>>>>>

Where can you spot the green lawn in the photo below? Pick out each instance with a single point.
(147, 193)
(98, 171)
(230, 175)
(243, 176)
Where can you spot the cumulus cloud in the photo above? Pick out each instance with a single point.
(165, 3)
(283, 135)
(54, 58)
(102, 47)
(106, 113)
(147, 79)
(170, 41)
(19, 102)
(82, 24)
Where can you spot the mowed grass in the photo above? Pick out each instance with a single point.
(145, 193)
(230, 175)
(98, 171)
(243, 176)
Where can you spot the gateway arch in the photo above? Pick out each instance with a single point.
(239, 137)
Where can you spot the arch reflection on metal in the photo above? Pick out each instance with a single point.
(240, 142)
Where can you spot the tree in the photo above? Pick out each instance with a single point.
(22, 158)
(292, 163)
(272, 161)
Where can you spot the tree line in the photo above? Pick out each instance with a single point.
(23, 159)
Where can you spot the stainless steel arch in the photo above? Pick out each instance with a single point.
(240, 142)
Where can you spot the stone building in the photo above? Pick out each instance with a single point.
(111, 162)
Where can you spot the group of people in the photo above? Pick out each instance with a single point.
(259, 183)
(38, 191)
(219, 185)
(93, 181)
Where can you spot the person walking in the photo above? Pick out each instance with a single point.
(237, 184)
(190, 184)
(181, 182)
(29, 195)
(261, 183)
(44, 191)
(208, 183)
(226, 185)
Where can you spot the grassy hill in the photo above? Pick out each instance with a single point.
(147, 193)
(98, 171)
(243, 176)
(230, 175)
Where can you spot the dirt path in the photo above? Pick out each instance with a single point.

<<<<<
>>>>>

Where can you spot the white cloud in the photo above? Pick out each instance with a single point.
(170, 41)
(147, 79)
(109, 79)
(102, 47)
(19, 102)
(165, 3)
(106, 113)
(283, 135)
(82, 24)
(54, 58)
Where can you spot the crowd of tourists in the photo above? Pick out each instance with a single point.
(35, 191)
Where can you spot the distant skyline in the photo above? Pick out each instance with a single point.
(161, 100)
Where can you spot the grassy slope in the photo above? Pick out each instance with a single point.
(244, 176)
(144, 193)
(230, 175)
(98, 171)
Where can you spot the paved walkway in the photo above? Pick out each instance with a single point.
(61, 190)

<<<<<
>>>>>

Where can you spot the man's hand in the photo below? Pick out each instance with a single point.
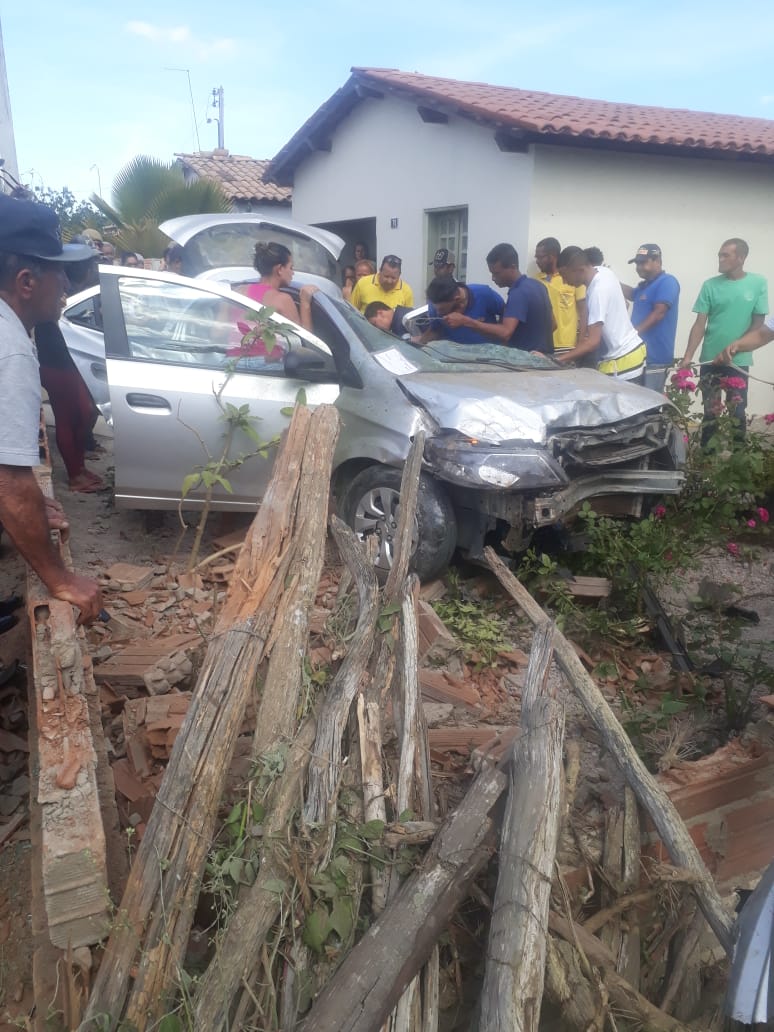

<<<<<

Once you find the line with "Where can you spot the tree line" above, print it and every line after it up to and including the line with "Where can you spot the dirt", exactly as written and nothing else.

▶ **Result of the exercise**:
Where can you spot the tree line in the photo above? Pick out each instance with a single point.
(23, 159)
Where can you spot the stainless steel arch in the photo above? Pick out each instance with a single point.
(240, 142)
Where can you spot the stone building in the photo above? Pick out each instance with a single point.
(111, 162)
Where can you spot the group of people in the photo above? Pick out each instance with a single point.
(259, 183)
(38, 191)
(219, 185)
(93, 181)
Where can you spot the person walking in the photo above? Pick out each instance with a single point.
(237, 184)
(190, 184)
(181, 182)
(29, 195)
(261, 183)
(44, 191)
(208, 183)
(226, 185)
Where can you spot the grassy hill in the photo above? Pick out each instance with a single point.
(147, 193)
(98, 171)
(243, 176)
(230, 175)
Where can you spot the dirt path in the photo above? Pick out each instance with a single point.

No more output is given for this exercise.